Quoted text:
==*==

Provisions were dealt out by
measure; only a fixed quantity of food or fuel for each
person or place. Wheat bread was never seen there.
Corn bread was used, made from corn which the sisters
themselves had raised, and had husked and shelled be-
fore sending it to the mill to be ground. They cleaned,
salted, and put up their own fish and meat; grew all
their own vegetables, and for that purpose kept a fine
garden, the heavier work of which was done by their
negro man or men, the lighter by themselves.

Butter was rarely a part of their diet; and when this luxury could be allowed at all, it was carefully distributed in small pieces-one piece at the plate of each sister or child. Their coarse corn bread was divided in the same careful manner-a single slice to each person; and if any one found this insufficient, she had to endure the lack of more. In the sketch of the life of Mother Juliana Matthews it is related that, being Refectorian and at one time Dispenser, she had charge of giving out the provisions, and that while carrying around the bread basket before meals she often felt tempted to pick out a specially large slice for herself. To avoid all fault or inequality in the matter she used to shut her eyes and take whatever bit of bread her hand chanced upon. Sister Agnes did the same thing. “Yet,” she was wont to add, laughing, when she told of it, “it never entered my mind that this stinted fare was occasioned by necessity. I thought it entirely voluntary and suggested by a desire of practicing holy poverty.”

In winter, the Dispenser was obliged to stand in the cold while the sisters were getting their appointed supply of fuel for the ensuing day. When there was snow on the ground, she stood on a log in order to keep her feet dry, and watched the others as they took, each one, the quantity allowed for her apartment or office. Four sticks of wood each day were given for the large assembly-room stove. For the small stoves six or eight smaller pieces were set apart. If coal was burned, two scuttles made the daily portion. The bedclothes of the plain couches on which the sisters slept were too scanty to keep them warm. Through the crevices of their rough, unplastered board-walled dormitory the snow blew in freely; so that the floor and the very beds were often covered with little snowdrifts. The beds, at the best, were narrow cots of straw; but most of the sisters slept on the floor, being obliged to give up their cots to the children. So constant and severe was their exposure to the cold, that

their hands frequently became purple and swollen, the skin cracking open with the frost.

Their breakfast and supper these days consisted only of a cup of rye coffee or of milk and water, with the ever-constant single slice of corn bread already mentioned. At dinner a spoonful of molasses by way of dessert, after the salt fish or meat and vegetables, was sometimes granted as a special dainty on the occasion of grand festivals, and was highly esteemed. They also saved the parings and cores of apples, and by boiling these prepared a sweetish drink with which to vary their simple list of beverages. Each sister was provided with a tin cup and a pewter spoon for use at table, besides a tin basin and pitcher in the dormitory.

==*==

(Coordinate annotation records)
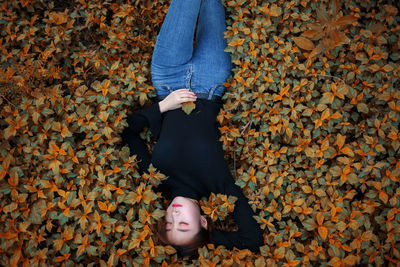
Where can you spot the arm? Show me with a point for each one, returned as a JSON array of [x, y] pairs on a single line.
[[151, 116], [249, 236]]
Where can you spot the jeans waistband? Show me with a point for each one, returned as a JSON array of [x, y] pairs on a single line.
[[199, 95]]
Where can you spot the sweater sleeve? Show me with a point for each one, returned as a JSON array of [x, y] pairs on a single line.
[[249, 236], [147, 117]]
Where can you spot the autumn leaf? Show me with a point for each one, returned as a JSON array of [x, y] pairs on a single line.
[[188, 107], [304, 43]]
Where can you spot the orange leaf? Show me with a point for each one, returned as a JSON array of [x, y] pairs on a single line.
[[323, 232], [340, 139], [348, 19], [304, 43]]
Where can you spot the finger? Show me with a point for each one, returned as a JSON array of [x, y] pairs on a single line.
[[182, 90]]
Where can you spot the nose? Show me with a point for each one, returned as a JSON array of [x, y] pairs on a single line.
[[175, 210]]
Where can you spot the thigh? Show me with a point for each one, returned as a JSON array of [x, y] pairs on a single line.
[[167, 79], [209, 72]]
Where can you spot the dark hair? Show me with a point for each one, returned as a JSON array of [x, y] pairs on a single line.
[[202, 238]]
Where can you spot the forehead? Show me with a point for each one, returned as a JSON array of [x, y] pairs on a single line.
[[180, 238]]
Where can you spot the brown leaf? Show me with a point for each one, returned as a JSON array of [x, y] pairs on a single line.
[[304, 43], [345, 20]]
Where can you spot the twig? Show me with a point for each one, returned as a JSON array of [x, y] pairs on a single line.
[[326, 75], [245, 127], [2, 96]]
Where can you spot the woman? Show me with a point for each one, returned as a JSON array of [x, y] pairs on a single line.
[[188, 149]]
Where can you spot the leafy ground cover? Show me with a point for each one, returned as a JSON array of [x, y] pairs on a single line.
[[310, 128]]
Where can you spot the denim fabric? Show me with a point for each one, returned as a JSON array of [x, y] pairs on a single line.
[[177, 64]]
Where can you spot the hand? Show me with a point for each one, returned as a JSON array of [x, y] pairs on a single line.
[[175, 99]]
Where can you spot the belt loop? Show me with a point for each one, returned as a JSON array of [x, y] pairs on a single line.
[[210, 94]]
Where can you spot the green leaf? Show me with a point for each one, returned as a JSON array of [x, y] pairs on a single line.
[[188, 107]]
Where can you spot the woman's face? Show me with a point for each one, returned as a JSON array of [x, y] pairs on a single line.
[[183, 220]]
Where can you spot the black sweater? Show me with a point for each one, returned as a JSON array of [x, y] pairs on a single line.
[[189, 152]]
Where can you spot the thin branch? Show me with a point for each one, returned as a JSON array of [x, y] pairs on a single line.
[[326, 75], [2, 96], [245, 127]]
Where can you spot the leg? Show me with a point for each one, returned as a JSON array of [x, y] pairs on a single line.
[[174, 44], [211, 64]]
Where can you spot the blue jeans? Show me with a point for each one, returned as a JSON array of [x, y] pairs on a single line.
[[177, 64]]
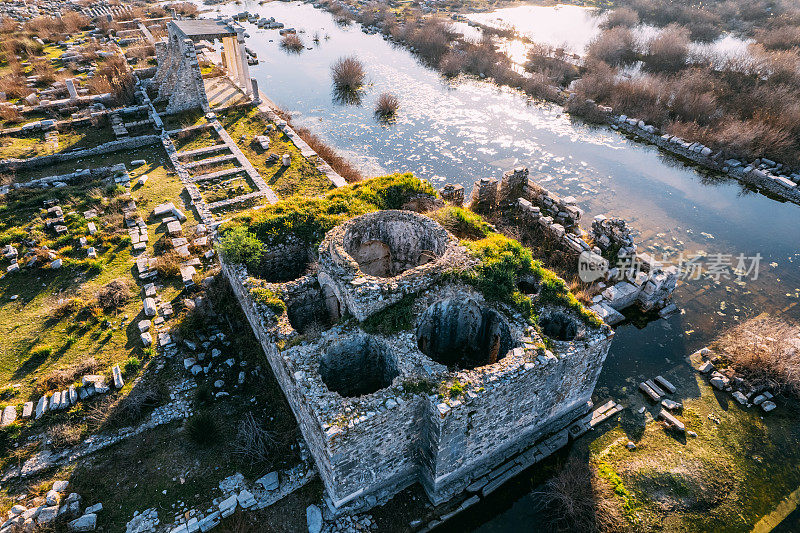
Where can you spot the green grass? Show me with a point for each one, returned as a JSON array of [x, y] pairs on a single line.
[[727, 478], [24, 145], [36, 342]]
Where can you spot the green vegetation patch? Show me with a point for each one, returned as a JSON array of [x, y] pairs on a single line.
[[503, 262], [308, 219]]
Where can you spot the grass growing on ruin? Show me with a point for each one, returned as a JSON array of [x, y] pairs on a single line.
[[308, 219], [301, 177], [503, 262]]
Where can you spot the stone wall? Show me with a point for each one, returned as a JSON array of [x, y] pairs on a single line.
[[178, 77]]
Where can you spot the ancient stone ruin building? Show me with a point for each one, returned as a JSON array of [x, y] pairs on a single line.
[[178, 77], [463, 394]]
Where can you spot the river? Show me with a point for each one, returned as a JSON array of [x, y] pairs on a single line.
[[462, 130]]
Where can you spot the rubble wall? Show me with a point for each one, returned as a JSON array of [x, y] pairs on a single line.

==*==

Tasks and exercises:
- a) According to the account of the sisters' provisions, how many sticks of wood were given each day for the large assembly-room stove?
- b) Pick up the account of the sisters' provisions after its final sentence and continue it.

Results for the exercise:
- a) Four sticks.

- b)
For brooms they used weeds; or, rather, they manufactured very good brooms out of a particular kind of weed. They did not even make a pretence of indulging in chairs; only one chair was to be seen in their assembly room, and that one was reserved for Mother Teresa. The other sisters sat on trunks or chests, which completed the furniture of the apart ment. In the evenings when they gathered together for recreation the room was illuminated by a “saveall”; that is, a vessel filled with grease from the pot skimmings of the kitchen. Yet not even this was used on moonlight nights; and if, at any time when the “save-all” was burning, the supply of grease that supported it gave out suddenly, the sisters contentedly sat in darkness or enjoyed the faint glimmer of the firelight. When this accident happened on Saturday nights, and any one of the sisters had a rent to draw up or some stitches to take in her severely tried wearing apparel, she lit a pine-knot reserved for such emergencies. No one thought of keeping a lamp for her private use; and the solitary candle used in the convent was burned only in the choir.

But during all the years that this condition of things

continued, no word of complaint was ever heard. On the contrary, the sisters were very gay, and made merry over the shifts and inventions to which they were driven by their poverty; the absurd conduct of their “save-all” in relapsing into darkness just when it was most needed, was sure to bring out hearty laughter.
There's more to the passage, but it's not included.